**TASK BRIEF**
Only the lines below, from the one with "point(227, 348)" through the one with "point(165, 320)", are to be written out, exactly.

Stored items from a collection
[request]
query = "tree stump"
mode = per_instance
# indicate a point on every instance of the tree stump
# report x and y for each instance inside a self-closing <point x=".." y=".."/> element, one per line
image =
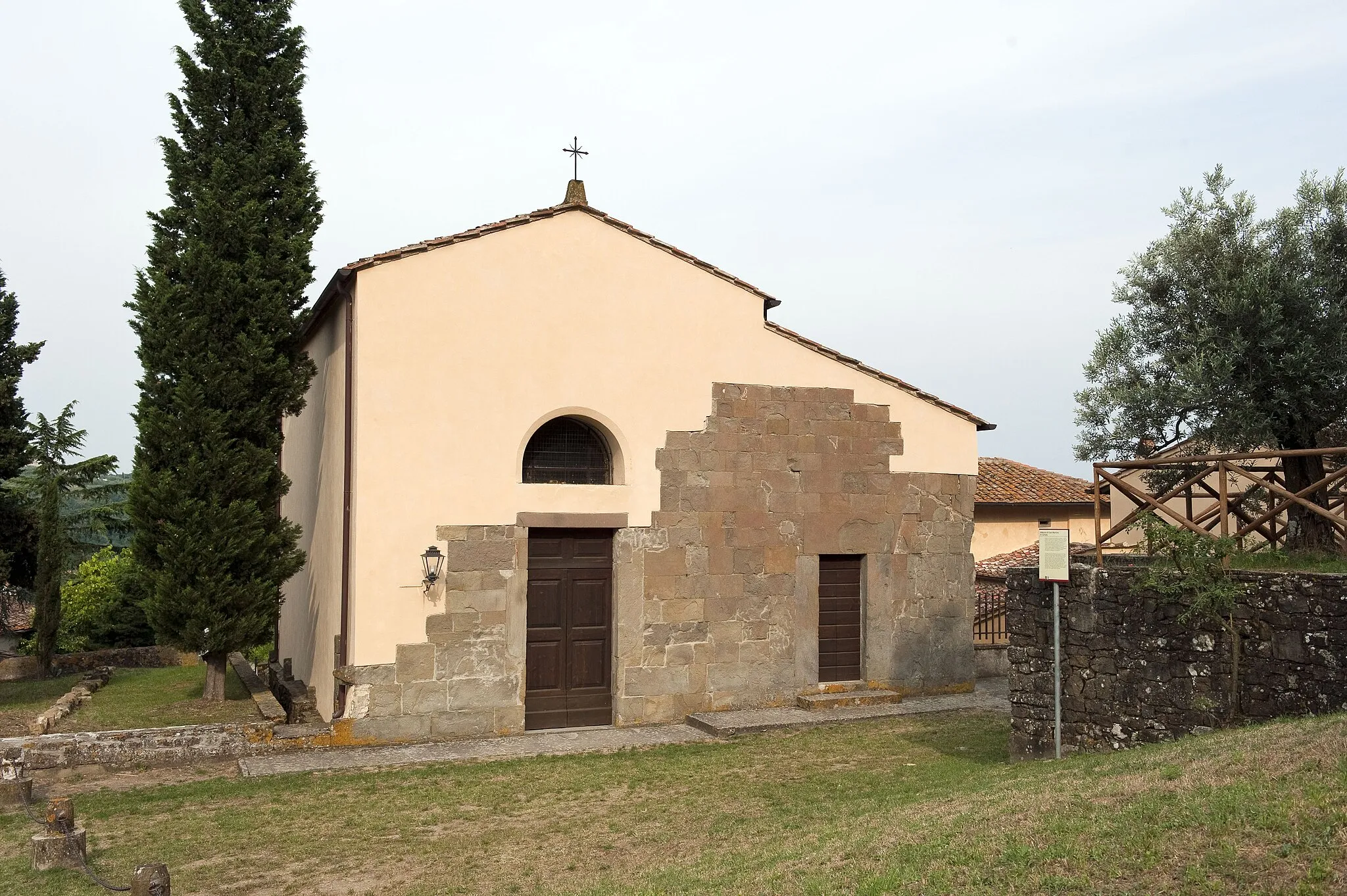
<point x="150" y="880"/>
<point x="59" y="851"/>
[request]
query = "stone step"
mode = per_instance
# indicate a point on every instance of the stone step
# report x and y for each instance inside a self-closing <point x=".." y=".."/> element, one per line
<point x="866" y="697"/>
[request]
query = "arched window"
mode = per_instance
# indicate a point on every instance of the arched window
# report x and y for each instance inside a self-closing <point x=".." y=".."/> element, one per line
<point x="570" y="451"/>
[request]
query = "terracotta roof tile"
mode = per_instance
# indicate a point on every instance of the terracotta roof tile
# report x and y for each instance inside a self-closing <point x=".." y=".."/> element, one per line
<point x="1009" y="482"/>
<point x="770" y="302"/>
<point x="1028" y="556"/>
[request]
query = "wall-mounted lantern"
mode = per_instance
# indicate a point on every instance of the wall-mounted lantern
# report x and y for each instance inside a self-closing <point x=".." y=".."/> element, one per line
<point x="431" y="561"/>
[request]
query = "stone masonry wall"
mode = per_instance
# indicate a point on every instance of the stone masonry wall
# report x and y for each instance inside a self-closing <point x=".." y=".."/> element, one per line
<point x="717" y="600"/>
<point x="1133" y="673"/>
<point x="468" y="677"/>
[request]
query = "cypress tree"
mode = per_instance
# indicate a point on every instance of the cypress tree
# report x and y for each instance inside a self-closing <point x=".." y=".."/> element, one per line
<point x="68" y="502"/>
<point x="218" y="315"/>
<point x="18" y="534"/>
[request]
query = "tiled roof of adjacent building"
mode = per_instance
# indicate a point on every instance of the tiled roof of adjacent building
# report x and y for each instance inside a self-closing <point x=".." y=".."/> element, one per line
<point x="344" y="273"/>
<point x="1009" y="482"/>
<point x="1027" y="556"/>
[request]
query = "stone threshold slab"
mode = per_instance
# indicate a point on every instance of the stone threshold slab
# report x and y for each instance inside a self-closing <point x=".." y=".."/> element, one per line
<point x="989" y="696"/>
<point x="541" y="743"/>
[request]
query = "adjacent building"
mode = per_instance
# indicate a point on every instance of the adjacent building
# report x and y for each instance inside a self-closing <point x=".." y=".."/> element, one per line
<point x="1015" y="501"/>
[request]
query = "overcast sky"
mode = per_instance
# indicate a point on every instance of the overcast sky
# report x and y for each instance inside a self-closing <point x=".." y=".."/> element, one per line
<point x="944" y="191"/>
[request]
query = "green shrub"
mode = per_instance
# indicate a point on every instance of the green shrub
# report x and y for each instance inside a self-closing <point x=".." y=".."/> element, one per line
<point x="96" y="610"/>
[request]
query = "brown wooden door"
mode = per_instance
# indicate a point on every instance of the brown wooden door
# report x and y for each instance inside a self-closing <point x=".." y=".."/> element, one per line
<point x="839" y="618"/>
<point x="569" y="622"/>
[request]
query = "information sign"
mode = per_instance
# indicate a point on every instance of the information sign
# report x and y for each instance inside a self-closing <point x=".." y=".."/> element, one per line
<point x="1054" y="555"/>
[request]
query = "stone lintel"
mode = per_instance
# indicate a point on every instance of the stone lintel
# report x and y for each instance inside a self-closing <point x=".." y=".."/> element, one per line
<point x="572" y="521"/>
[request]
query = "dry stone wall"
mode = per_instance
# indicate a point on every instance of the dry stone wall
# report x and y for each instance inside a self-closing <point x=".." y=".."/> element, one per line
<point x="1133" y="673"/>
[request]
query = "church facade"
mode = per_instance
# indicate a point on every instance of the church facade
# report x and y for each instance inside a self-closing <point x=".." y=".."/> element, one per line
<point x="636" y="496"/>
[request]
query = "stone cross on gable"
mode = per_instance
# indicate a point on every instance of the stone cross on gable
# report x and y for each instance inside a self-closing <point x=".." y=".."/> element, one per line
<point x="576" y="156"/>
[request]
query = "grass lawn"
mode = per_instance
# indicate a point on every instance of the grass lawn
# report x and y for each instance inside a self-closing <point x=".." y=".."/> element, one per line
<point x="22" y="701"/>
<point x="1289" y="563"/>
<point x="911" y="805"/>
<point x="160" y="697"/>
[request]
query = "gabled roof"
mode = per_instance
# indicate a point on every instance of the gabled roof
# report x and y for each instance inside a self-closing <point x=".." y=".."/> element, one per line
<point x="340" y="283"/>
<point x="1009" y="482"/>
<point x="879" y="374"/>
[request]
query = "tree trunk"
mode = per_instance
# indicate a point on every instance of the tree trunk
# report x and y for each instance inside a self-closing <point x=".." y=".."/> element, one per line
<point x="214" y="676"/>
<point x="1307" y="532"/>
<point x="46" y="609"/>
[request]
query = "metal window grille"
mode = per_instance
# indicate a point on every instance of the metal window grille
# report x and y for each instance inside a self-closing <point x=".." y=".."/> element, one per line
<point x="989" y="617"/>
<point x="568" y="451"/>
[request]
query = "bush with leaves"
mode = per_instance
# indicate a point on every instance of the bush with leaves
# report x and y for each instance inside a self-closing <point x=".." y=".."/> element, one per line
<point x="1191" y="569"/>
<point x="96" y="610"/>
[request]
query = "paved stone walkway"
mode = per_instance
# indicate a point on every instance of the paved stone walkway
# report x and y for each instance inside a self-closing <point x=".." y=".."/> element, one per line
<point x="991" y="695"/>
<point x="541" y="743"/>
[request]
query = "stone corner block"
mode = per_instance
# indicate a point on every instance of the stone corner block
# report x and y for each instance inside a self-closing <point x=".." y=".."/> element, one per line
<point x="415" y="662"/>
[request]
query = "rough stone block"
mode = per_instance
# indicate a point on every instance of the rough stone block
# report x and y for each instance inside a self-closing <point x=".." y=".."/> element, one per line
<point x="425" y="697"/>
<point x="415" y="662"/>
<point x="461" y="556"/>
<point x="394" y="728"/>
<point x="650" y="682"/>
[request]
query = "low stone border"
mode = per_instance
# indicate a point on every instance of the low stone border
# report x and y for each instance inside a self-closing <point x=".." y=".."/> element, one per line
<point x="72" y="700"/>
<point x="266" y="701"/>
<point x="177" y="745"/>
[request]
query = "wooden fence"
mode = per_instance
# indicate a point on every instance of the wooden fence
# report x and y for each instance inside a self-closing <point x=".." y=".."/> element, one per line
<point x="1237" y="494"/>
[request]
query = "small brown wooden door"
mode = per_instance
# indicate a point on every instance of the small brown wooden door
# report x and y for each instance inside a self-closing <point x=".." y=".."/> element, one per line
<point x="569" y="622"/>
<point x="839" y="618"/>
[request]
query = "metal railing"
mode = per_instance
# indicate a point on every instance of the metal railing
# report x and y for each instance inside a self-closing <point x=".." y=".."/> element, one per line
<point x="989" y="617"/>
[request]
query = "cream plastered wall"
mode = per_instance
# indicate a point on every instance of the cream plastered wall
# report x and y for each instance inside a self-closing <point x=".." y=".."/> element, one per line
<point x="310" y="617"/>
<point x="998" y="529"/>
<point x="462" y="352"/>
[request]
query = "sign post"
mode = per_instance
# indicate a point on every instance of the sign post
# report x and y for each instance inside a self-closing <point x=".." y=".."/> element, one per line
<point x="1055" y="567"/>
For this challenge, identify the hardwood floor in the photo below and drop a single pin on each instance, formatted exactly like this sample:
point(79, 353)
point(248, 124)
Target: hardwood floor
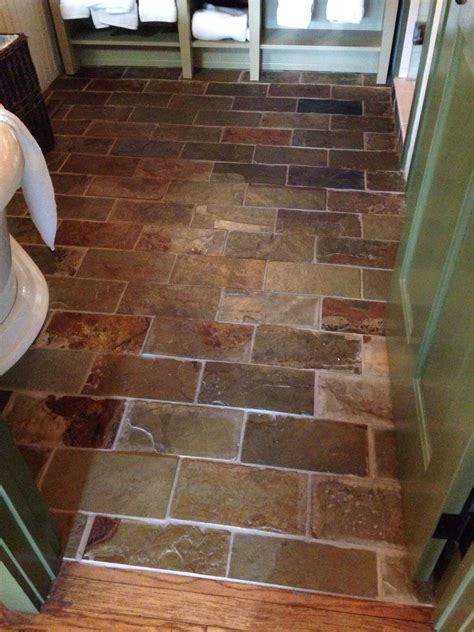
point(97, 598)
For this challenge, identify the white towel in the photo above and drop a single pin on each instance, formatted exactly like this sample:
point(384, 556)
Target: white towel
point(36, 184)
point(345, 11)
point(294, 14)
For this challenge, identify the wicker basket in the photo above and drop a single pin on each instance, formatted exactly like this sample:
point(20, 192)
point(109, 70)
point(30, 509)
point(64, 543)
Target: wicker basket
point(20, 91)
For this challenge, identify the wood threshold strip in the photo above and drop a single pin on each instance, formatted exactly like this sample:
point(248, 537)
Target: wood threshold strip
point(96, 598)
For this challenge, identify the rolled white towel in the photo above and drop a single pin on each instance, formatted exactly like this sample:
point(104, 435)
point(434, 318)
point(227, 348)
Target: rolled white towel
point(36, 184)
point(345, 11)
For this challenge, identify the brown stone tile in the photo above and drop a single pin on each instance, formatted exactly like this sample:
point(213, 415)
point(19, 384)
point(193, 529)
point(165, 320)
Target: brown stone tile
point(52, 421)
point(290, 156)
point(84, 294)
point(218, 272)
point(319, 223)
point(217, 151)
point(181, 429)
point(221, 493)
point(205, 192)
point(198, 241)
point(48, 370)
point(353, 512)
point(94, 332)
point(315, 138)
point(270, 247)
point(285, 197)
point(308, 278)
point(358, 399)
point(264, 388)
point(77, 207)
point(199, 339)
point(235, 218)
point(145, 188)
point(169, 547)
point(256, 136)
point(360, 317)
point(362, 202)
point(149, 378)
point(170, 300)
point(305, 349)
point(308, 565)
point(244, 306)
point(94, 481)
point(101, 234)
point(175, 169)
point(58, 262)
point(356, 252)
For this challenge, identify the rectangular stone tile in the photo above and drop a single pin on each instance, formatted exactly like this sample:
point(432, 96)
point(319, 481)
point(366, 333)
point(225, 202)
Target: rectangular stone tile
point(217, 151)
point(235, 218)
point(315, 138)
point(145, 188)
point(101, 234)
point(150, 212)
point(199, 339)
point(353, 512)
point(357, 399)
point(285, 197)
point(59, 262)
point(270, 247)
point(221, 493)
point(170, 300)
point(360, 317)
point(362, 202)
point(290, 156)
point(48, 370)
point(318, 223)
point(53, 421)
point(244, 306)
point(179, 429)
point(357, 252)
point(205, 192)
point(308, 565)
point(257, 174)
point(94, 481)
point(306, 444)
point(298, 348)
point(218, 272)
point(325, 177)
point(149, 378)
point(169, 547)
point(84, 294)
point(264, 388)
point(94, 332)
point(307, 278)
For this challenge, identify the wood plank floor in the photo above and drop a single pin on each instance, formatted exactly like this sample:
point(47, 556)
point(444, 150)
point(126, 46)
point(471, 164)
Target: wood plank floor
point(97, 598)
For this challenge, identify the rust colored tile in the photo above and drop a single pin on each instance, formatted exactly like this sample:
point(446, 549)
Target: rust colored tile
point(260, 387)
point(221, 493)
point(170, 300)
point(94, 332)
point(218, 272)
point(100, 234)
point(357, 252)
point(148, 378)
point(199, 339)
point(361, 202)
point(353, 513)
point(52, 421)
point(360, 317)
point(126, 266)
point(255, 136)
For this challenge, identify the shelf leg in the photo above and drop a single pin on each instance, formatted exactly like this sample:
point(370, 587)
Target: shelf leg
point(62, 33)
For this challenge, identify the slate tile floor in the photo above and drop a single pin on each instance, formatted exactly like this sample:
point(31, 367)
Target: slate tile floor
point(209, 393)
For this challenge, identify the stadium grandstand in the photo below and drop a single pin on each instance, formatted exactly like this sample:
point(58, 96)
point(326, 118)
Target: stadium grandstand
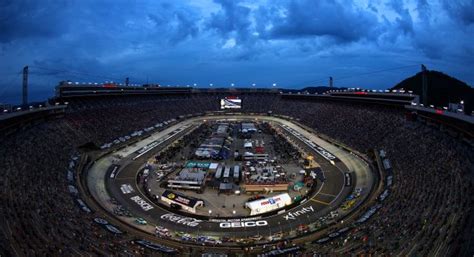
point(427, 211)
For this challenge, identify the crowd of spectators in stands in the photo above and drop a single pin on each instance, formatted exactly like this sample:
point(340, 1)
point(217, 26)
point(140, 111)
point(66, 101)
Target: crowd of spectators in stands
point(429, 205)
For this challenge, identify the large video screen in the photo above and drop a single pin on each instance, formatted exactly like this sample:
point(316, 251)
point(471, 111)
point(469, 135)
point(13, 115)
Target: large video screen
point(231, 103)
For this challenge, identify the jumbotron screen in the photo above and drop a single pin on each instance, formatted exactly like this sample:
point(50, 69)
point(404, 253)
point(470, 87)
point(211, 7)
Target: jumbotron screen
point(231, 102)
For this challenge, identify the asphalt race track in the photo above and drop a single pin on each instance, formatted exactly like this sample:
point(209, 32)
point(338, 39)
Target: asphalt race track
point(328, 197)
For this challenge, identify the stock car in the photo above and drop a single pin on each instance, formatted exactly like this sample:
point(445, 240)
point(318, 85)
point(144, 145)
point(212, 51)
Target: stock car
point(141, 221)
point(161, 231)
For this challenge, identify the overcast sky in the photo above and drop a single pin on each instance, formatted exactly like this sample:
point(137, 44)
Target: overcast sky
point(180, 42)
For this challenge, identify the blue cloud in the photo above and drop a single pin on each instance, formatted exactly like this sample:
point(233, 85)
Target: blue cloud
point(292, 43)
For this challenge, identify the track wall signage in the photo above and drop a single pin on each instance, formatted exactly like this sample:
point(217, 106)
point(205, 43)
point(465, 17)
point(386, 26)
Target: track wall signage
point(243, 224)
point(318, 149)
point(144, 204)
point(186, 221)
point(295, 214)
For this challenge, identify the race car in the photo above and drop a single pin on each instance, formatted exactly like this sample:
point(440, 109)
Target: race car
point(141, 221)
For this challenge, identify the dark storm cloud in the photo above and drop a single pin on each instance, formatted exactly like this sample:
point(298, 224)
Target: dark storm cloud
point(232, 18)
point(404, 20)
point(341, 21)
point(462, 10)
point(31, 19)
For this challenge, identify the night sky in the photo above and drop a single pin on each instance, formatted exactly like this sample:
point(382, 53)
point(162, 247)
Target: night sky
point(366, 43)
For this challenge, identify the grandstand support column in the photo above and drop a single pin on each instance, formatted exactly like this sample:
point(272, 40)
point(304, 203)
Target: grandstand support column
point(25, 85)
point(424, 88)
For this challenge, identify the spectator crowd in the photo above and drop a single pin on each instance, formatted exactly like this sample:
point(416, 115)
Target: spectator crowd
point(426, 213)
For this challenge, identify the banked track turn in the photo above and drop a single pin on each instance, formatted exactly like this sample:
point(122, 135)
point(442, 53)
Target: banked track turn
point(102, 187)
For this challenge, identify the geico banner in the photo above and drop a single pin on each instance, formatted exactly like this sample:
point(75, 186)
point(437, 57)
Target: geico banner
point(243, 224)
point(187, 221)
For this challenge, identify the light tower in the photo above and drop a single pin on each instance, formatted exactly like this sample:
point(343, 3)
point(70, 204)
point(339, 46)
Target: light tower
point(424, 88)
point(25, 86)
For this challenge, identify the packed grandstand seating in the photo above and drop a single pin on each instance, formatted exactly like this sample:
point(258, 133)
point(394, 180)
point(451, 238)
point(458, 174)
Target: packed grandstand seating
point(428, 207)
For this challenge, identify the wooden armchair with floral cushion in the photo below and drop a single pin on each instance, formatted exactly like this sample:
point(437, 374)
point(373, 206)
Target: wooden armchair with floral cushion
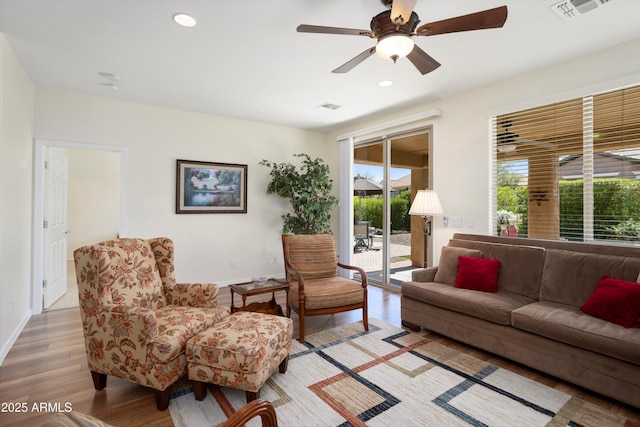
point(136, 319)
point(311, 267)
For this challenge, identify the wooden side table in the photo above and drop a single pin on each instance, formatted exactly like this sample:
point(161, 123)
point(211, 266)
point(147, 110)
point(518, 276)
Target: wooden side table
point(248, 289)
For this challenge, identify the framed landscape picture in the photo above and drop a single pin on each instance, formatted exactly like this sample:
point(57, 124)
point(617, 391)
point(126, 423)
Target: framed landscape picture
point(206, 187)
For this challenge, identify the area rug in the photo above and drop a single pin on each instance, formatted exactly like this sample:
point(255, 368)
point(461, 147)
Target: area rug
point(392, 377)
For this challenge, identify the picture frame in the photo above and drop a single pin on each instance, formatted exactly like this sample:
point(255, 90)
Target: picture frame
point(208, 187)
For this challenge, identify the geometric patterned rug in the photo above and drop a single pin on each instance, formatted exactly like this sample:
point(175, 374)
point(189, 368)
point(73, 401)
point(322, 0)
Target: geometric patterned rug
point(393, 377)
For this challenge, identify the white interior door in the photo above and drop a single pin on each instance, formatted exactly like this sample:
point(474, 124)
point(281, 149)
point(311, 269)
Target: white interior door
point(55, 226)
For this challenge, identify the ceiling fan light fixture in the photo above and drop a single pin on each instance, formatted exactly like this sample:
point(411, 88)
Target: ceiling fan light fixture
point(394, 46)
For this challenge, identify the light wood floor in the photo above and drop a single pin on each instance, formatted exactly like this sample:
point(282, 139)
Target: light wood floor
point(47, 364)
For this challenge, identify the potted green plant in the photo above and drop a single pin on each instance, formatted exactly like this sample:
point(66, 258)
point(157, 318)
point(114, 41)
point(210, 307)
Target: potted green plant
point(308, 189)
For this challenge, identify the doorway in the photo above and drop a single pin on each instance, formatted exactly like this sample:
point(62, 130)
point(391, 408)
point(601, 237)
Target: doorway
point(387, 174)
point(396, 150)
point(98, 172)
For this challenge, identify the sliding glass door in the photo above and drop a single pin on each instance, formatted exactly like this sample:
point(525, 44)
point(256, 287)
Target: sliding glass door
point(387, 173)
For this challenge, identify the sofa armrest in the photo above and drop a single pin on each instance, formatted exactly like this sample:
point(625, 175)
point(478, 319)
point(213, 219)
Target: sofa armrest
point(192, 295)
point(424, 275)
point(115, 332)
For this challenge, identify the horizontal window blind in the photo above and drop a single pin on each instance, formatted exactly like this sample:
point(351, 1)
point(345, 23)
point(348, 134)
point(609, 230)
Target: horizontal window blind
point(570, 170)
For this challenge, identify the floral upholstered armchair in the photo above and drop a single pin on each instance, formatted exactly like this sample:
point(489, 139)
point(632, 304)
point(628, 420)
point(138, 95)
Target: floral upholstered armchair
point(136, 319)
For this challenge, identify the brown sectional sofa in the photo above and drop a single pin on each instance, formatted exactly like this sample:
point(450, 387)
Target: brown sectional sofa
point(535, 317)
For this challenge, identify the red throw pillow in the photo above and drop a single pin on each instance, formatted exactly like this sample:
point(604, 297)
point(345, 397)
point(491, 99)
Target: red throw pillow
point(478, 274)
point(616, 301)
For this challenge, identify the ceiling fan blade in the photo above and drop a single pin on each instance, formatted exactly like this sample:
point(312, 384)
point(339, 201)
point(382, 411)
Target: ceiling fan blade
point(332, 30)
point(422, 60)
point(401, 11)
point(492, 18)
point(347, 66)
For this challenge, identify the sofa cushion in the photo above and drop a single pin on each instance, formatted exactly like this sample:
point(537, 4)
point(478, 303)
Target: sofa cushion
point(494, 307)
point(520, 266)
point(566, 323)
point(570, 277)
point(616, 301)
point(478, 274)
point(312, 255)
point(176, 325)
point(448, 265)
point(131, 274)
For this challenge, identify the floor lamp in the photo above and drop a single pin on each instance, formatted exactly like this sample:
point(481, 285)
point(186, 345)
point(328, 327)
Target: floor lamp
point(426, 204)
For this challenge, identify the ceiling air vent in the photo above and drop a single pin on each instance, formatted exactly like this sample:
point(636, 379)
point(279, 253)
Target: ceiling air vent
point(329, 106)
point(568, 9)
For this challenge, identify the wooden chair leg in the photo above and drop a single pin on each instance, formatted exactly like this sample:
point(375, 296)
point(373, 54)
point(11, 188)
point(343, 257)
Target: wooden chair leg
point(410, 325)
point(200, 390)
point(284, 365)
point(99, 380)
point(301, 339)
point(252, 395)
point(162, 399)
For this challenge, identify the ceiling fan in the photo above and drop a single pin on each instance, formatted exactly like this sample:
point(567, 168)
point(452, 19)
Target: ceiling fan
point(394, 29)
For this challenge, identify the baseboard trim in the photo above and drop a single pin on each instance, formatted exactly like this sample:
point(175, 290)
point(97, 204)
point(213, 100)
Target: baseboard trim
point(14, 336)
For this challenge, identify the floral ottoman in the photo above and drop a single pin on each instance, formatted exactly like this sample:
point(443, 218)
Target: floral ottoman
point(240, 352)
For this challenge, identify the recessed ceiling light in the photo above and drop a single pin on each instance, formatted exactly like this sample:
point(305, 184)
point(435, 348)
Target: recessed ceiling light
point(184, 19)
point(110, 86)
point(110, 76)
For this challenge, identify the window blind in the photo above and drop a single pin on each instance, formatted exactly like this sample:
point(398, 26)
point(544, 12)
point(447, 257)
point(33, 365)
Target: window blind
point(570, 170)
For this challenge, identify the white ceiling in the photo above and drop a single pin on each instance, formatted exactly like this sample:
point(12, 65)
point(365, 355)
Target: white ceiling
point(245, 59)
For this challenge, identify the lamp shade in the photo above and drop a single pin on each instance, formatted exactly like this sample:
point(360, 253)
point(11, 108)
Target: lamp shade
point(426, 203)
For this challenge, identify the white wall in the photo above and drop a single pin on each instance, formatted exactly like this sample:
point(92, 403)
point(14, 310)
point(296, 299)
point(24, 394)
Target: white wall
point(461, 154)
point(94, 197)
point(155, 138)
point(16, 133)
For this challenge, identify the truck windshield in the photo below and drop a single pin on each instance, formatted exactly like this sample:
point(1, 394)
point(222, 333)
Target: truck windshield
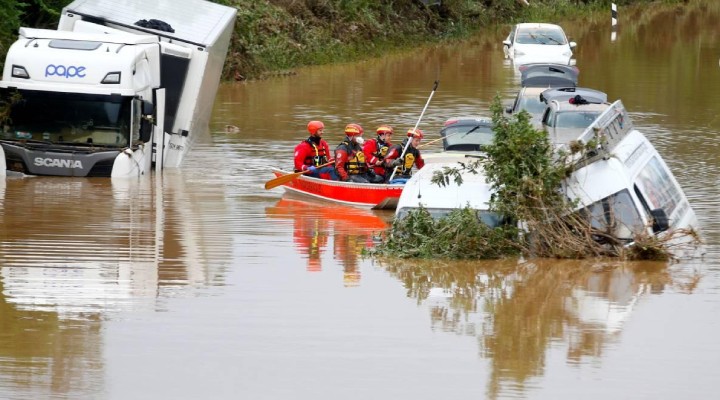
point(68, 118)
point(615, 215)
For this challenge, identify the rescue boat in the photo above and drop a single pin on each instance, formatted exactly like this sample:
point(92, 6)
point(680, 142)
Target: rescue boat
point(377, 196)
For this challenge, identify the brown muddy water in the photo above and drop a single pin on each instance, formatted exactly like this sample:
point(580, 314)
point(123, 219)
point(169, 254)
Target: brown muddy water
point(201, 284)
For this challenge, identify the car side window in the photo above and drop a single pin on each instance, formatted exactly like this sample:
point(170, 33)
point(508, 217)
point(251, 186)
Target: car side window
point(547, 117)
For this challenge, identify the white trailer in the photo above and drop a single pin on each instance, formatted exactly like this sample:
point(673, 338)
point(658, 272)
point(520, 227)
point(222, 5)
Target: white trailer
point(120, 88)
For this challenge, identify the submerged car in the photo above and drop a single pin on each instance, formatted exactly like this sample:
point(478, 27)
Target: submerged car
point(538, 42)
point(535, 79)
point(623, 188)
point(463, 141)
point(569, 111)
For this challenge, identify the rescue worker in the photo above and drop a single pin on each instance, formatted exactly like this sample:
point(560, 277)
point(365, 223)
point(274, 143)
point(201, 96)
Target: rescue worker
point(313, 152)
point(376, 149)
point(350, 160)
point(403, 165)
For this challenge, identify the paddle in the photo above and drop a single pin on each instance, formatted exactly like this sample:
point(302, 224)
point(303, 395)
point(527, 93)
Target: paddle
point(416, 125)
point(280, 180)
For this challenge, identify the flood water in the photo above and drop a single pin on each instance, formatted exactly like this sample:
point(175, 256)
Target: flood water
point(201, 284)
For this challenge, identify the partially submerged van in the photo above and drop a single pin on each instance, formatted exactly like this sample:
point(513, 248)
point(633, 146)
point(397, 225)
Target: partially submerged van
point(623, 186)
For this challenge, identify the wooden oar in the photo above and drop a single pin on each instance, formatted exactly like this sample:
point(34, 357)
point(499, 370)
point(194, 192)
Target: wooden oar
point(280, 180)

**TASK RESULT**
point(227, 348)
Target: rolled white towel
point(36, 184)
point(345, 11)
For this challenge, identify the brown stone tile in the photo above and drop a single pin on each instance, formatted exactly like this sample:
point(213, 415)
point(19, 384)
point(193, 529)
point(165, 320)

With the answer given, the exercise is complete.